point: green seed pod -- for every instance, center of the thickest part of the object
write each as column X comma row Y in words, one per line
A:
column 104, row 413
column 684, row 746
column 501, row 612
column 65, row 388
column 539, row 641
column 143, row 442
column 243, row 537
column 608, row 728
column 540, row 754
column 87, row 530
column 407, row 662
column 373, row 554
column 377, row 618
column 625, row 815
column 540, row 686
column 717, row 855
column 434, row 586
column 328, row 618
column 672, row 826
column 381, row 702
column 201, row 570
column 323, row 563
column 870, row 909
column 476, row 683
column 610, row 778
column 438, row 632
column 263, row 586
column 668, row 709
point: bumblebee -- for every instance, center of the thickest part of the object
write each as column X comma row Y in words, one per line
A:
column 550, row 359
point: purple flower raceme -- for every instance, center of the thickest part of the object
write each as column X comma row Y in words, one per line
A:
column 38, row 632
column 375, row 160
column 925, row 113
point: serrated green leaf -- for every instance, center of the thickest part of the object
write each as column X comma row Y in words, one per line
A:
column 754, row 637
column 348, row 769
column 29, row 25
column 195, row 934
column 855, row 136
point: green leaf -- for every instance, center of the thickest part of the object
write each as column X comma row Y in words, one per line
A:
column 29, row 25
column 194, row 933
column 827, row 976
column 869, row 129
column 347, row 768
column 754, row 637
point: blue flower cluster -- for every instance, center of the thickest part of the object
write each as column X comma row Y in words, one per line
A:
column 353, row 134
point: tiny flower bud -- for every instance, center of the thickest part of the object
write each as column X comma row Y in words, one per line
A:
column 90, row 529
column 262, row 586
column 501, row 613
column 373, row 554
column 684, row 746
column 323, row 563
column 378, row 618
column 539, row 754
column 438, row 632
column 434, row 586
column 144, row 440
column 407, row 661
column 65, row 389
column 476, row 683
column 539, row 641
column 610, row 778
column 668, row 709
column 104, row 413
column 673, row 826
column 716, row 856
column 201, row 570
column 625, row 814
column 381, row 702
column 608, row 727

+-------+

How to complete this task: Search the entries above for the word "object", and copy every line where it occurs.

Solution for this problem:
point: green seed pod -- for every instance, center of the thickest part of the object
point: bumblebee -- for every instance, center of the thickest part of the object
point: purple flower raceme -- for every instance, center of the thickest part of the object
point: serrated green leaf -- for every instance, center of the thickest part of the object
point: green leaf -- for every instance, center of the thickest part of the object
point: blue flower cluster -- for every instance, center of the thickest part of the object
point: tiny flower bud -- for every instance, center of the thickest part of the object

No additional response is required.